ESTRATTO DEL DOCUMENTO:
Quando la pace viene richiesta ai deboli e definita dai forti, cessa di essere pace, ma diventa sottomissione mascherata da giustizia.

di Radwan Mortada, thecradle.co, 5 novembre 2025 — Traduzione a cura di Old Hunter
All’indomani della guerra israeliana contro il Libano, cominciò a circolare nei corridoi della politica una voce: la possibilità che il Libano potesse aderire agli Accordi di Abramo. La voce uscì ancor prima che l’inviato statunitense Tom Barrack proponesse negoziati diretti con Israele – una proposta che Beirut respinse a favore del “meccanismo” consolidato dei colloqui indiretti mediati da Washington.
Oggi, i fatti dimostrano che Washington non sta spingendo per una normalizzazione immediata con Tel Aviv, ma piuttosto per negoziati diretti su un “documento americano” come primo passo sulla cosiddetta via della “pace”. Il paradosso è lampante: questi appelli alla pace ignorano la realtà sul campo, fatta di continui atti di aggressione.

COMPITI:
**1)** Nell'estratto del documento, chi propose negoziati diretti con Israele?
**2)** Trascrivi senza modifiche il passo dell'estratto del documento che va da "di Radwan Mortada, thecradle.co, 5" fino a "atti di aggressione." compreso.

VOCI ELENCATE:
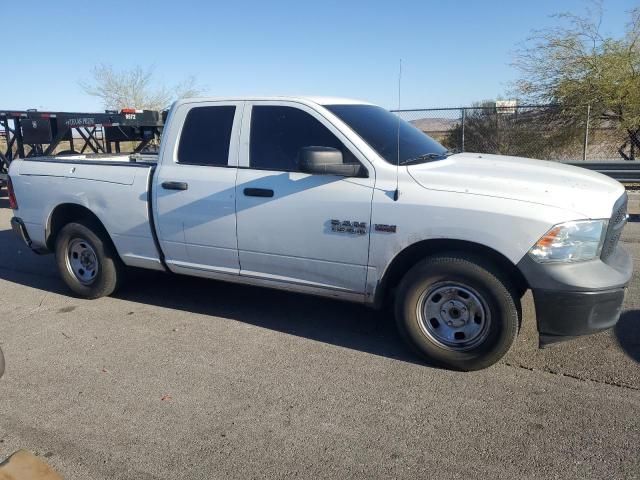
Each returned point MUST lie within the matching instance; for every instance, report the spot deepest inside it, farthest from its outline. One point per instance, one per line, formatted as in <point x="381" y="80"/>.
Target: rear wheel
<point x="87" y="261"/>
<point x="456" y="310"/>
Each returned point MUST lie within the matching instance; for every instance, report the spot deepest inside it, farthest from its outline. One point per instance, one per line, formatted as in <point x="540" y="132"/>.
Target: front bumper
<point x="577" y="299"/>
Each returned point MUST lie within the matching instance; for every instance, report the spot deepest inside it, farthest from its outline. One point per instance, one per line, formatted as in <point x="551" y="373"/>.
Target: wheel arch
<point x="66" y="213"/>
<point x="412" y="254"/>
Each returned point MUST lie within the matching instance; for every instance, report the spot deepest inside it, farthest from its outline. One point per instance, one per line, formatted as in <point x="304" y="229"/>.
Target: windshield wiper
<point x="427" y="156"/>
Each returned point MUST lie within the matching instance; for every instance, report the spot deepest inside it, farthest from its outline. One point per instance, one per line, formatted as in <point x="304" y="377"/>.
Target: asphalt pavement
<point x="178" y="377"/>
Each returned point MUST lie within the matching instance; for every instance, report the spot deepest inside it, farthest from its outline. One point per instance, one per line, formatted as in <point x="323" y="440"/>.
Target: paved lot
<point x="184" y="378"/>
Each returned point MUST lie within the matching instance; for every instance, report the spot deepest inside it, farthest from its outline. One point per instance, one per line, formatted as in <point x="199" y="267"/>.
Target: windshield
<point x="379" y="128"/>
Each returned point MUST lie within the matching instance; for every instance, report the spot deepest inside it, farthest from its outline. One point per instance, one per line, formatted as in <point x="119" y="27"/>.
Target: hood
<point x="554" y="184"/>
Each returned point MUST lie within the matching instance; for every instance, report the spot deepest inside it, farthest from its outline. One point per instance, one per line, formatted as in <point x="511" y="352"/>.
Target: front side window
<point x="394" y="139"/>
<point x="206" y="135"/>
<point x="279" y="133"/>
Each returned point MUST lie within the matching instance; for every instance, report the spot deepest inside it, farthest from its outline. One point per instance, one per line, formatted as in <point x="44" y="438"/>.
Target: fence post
<point x="464" y="110"/>
<point x="586" y="135"/>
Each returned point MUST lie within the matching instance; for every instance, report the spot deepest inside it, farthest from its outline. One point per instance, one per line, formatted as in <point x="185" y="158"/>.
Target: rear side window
<point x="279" y="133"/>
<point x="206" y="135"/>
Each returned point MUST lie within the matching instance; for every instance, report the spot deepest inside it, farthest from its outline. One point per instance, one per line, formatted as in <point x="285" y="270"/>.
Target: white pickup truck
<point x="340" y="198"/>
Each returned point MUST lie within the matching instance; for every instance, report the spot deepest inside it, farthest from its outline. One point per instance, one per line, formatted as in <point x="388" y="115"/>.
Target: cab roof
<point x="319" y="100"/>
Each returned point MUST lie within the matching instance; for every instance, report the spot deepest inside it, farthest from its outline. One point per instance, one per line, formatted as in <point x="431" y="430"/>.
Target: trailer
<point x="32" y="133"/>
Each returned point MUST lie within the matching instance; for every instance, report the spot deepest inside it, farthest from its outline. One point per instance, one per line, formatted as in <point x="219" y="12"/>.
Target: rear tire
<point x="456" y="310"/>
<point x="87" y="261"/>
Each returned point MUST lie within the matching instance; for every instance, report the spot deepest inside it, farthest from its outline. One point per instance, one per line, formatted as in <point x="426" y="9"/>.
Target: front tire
<point x="87" y="262"/>
<point x="457" y="311"/>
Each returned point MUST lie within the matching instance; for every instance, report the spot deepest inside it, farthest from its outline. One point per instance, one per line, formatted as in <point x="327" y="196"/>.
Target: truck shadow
<point x="329" y="321"/>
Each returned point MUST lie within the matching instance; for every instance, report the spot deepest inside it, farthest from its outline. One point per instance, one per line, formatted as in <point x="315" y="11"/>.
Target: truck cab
<point x="341" y="198"/>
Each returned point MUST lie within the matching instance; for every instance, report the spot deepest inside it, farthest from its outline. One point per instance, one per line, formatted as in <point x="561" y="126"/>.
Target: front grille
<point x="616" y="225"/>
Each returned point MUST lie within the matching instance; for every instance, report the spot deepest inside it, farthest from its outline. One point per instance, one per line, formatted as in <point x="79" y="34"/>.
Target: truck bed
<point x="116" y="188"/>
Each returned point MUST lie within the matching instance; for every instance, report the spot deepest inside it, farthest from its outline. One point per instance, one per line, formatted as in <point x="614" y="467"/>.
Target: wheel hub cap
<point x="454" y="316"/>
<point x="82" y="261"/>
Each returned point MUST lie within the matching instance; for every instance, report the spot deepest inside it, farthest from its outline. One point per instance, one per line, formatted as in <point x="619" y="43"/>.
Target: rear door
<point x="296" y="227"/>
<point x="194" y="189"/>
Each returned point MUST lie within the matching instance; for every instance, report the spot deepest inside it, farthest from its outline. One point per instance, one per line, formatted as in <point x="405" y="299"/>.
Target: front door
<point x="297" y="227"/>
<point x="194" y="190"/>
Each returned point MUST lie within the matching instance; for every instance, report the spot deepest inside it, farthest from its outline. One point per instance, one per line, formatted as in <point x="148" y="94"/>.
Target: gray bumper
<point x="577" y="298"/>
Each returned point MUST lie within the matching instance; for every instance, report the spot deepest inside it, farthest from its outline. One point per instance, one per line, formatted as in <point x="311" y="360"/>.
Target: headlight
<point x="571" y="242"/>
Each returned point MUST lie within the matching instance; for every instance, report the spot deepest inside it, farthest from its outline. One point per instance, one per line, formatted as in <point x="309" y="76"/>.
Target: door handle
<point x="175" y="185"/>
<point x="258" y="192"/>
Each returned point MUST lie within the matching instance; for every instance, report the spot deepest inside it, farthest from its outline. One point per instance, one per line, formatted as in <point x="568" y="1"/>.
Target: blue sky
<point x="453" y="52"/>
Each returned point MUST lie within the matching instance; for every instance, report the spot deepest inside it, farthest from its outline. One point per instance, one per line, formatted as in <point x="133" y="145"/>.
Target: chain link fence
<point x="545" y="132"/>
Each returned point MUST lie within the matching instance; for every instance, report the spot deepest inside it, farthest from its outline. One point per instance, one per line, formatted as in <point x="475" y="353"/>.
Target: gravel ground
<point x="184" y="378"/>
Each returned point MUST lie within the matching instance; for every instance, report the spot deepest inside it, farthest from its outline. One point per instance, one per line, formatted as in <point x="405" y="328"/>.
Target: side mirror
<point x="326" y="161"/>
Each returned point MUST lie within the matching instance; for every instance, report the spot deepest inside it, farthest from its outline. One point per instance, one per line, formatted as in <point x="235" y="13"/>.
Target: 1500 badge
<point x="346" y="226"/>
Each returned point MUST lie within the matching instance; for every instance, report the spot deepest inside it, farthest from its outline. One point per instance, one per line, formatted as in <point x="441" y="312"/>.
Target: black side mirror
<point x="326" y="161"/>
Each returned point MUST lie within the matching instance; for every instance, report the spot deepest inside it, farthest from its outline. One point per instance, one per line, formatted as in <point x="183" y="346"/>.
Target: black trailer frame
<point x="31" y="133"/>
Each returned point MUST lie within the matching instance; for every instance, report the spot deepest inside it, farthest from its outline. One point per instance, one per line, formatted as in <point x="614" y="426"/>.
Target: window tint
<point x="206" y="135"/>
<point x="385" y="132"/>
<point x="278" y="134"/>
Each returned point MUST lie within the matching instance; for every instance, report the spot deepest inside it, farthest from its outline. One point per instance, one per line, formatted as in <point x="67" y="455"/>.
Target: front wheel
<point x="87" y="261"/>
<point x="456" y="310"/>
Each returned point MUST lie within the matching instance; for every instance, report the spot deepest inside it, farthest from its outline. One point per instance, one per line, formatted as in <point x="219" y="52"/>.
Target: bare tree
<point x="135" y="88"/>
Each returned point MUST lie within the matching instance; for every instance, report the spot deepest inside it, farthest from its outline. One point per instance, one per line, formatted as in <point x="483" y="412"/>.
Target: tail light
<point x="13" y="203"/>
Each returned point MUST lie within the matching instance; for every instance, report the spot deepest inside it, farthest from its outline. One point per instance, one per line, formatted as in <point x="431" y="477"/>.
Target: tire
<point x="473" y="316"/>
<point x="87" y="261"/>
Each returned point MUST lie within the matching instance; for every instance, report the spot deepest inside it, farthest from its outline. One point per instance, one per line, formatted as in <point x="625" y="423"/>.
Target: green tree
<point x="575" y="65"/>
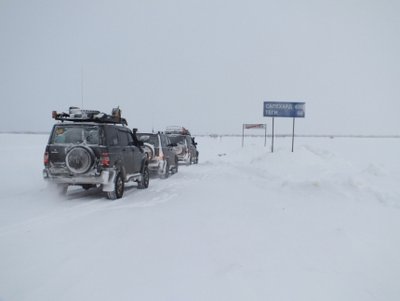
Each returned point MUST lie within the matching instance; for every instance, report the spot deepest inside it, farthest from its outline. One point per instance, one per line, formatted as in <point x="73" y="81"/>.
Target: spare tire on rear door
<point x="79" y="159"/>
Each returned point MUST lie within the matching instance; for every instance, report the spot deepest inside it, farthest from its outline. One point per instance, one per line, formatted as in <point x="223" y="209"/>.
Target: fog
<point x="207" y="65"/>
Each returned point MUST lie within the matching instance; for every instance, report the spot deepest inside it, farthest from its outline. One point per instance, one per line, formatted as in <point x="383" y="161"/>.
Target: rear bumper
<point x="157" y="166"/>
<point x="106" y="177"/>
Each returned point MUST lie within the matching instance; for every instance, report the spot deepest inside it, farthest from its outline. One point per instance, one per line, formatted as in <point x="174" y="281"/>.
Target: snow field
<point x="321" y="223"/>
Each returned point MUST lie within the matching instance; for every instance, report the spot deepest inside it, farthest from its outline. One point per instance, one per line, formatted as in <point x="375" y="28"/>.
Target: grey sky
<point x="207" y="65"/>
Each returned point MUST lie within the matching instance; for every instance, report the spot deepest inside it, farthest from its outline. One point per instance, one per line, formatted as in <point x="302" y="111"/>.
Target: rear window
<point x="177" y="139"/>
<point x="149" y="138"/>
<point x="67" y="134"/>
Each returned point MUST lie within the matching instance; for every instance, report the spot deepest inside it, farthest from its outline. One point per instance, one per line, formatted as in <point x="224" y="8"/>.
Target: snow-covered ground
<point x="322" y="223"/>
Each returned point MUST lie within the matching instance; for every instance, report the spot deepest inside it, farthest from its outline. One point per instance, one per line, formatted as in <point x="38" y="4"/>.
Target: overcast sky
<point x="206" y="64"/>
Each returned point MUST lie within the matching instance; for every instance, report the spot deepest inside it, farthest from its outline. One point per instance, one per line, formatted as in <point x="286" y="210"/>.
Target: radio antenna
<point x="82" y="86"/>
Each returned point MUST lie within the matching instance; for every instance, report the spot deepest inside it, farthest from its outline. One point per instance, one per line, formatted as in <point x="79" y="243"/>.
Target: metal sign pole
<point x="242" y="135"/>
<point x="293" y="135"/>
<point x="272" y="144"/>
<point x="265" y="134"/>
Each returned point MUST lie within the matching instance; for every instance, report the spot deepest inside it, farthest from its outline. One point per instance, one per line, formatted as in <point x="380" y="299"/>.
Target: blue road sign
<point x="284" y="109"/>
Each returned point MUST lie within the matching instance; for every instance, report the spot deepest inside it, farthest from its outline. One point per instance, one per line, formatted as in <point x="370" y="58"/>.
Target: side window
<point x="130" y="139"/>
<point x="123" y="137"/>
<point x="112" y="136"/>
<point x="163" y="140"/>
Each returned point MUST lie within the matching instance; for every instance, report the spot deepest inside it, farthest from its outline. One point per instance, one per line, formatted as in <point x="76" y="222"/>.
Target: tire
<point x="119" y="186"/>
<point x="61" y="189"/>
<point x="144" y="182"/>
<point x="79" y="159"/>
<point x="149" y="150"/>
<point x="88" y="186"/>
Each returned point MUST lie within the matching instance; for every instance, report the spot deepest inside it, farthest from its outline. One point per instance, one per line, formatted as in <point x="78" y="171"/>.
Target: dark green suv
<point x="90" y="149"/>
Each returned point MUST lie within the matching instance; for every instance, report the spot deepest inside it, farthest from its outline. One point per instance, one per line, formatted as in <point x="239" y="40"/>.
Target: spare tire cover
<point x="149" y="150"/>
<point x="79" y="159"/>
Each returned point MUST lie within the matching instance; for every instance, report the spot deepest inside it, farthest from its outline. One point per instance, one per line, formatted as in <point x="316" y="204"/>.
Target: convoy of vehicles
<point x="160" y="154"/>
<point x="92" y="149"/>
<point x="186" y="147"/>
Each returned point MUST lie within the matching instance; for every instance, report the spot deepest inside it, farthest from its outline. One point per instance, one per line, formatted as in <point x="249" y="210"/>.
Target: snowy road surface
<point x="322" y="223"/>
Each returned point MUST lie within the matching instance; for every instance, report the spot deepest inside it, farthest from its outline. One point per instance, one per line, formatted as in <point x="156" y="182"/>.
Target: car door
<point x="138" y="154"/>
<point x="127" y="150"/>
<point x="169" y="153"/>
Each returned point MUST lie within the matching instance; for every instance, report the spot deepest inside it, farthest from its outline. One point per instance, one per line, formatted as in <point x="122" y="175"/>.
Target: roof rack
<point x="78" y="115"/>
<point x="180" y="130"/>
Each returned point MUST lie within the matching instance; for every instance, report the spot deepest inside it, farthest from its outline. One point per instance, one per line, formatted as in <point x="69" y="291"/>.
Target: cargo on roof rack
<point x="177" y="130"/>
<point x="79" y="115"/>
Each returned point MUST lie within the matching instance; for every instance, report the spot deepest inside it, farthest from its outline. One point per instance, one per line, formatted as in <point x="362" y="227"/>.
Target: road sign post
<point x="283" y="109"/>
<point x="247" y="126"/>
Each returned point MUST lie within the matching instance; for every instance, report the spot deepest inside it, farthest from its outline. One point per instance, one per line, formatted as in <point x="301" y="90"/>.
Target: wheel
<point x="79" y="159"/>
<point x="118" y="188"/>
<point x="166" y="172"/>
<point x="87" y="186"/>
<point x="144" y="182"/>
<point x="62" y="189"/>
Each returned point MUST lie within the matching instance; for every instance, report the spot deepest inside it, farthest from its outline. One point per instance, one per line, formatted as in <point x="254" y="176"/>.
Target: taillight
<point x="105" y="159"/>
<point x="46" y="158"/>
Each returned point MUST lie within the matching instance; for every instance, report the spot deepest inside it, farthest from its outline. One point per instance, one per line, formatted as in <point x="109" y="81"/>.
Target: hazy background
<point x="207" y="65"/>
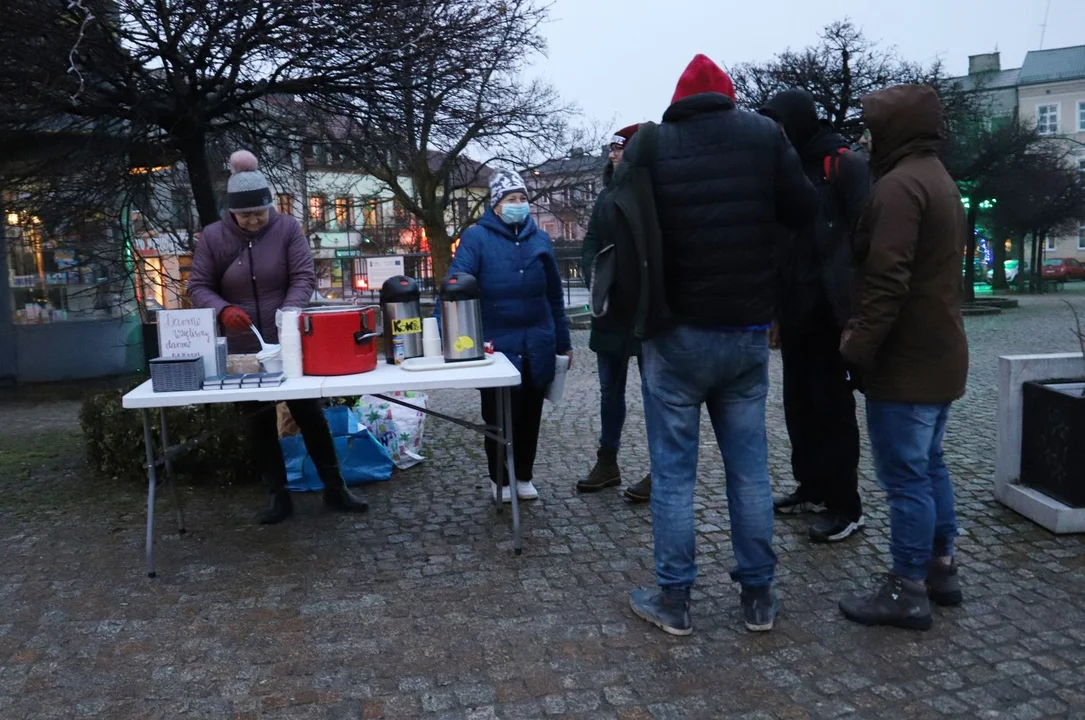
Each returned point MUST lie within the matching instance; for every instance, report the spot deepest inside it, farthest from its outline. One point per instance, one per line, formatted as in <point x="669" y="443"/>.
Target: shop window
<point x="344" y="213"/>
<point x="51" y="281"/>
<point x="318" y="211"/>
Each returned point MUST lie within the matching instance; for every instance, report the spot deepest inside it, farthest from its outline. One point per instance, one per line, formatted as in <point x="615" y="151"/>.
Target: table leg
<point x="152" y="480"/>
<point x="501" y="448"/>
<point x="169" y="475"/>
<point x="511" y="467"/>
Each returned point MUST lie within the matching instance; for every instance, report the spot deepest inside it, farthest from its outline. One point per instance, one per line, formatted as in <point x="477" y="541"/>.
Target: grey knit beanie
<point x="503" y="183"/>
<point x="247" y="189"/>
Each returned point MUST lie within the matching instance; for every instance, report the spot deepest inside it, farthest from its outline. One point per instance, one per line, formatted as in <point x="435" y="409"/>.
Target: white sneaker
<point x="506" y="492"/>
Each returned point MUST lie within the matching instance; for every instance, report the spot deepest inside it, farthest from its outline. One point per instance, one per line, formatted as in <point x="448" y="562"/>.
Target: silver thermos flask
<point x="461" y="318"/>
<point x="403" y="319"/>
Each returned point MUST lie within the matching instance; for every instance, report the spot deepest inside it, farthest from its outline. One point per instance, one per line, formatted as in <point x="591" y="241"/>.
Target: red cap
<point x="702" y="75"/>
<point x="623" y="137"/>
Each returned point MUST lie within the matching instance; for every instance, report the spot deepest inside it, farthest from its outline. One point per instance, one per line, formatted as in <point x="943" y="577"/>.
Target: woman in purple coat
<point x="246" y="266"/>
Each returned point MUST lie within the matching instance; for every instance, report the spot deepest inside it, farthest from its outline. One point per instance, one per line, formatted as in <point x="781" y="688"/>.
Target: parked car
<point x="1011" y="272"/>
<point x="1063" y="270"/>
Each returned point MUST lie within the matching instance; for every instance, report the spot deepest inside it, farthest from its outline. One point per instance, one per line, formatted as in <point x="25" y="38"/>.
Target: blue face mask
<point x="515" y="213"/>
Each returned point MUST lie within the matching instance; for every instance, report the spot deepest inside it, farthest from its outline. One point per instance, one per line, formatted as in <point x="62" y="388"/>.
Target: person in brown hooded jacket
<point x="907" y="349"/>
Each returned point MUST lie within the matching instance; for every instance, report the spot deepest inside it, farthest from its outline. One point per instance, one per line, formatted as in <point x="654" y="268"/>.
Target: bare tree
<point x="419" y="132"/>
<point x="839" y="71"/>
<point x="1042" y="196"/>
<point x="184" y="72"/>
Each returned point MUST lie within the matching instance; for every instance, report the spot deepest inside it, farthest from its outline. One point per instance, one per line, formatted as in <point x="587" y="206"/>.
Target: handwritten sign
<point x="189" y="332"/>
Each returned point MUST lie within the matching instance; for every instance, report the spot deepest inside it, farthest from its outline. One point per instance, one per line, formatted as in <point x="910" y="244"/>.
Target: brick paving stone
<point x="419" y="609"/>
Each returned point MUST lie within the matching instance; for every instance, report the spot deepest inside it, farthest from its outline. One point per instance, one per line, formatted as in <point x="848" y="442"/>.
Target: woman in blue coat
<point x="523" y="313"/>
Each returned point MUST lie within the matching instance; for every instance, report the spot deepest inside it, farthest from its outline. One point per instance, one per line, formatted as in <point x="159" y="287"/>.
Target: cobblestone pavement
<point x="421" y="611"/>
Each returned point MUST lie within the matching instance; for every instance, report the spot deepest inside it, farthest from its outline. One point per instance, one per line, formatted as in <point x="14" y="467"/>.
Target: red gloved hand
<point x="234" y="319"/>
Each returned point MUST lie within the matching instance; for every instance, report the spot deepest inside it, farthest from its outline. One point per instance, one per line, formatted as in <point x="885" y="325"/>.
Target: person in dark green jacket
<point x="613" y="345"/>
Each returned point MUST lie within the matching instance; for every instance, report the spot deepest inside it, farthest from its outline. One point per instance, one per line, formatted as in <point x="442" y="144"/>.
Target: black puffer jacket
<point x="727" y="185"/>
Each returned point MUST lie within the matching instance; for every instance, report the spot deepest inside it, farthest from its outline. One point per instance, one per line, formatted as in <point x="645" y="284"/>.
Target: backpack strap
<point x="831" y="164"/>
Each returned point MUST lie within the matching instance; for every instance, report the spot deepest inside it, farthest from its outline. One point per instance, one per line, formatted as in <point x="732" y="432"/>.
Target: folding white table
<point x="501" y="375"/>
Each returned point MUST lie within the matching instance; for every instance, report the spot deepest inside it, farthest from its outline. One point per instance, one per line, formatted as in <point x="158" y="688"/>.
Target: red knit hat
<point x="623" y="137"/>
<point x="702" y="75"/>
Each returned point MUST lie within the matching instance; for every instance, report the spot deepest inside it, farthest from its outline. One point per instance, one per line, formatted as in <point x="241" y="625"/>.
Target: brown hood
<point x="905" y="119"/>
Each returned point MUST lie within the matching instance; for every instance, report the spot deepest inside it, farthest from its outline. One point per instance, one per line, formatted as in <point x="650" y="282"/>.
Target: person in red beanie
<point x="727" y="184"/>
<point x="613" y="345"/>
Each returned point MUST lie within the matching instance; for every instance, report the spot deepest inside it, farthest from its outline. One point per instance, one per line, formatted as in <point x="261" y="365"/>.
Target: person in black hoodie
<point x="814" y="307"/>
<point x="613" y="345"/>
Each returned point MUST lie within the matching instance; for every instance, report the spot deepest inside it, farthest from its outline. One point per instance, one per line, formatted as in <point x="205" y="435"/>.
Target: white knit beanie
<point x="247" y="189"/>
<point x="502" y="183"/>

RISULTATI:
**1)** L'inviato statunitense Tom Barrack.

**2)**
di Radwan Mortada, thecradle.co, 5 novembre 2025 — Traduzione a cura di Old Hunter
All’indomani della guerra israeliana contro il Libano, cominciò a circolare nei corridoi della politica una voce: la possibilità che il Libano potesse aderire agli Accordi di Abramo. La voce uscì ancor prima che l’inviato statunitense Tom Barrack proponesse negoziati diretti con Israele – una proposta che Beirut respinse a favore del “meccanismo” consolidato dei colloqui indiretti mediati da Washington.
Oggi, i fatti dimostrano che Washington non sta spingendo per una normalizzazione immediata con Tel Aviv, ma piuttosto per negoziati diretti su un “documento americano” come primo passo sulla cosiddetta via della “pace”. Il paradosso è lampante: questi appelli alla pace ignorano la realtà sul campo, fatta di continui atti di aggressione.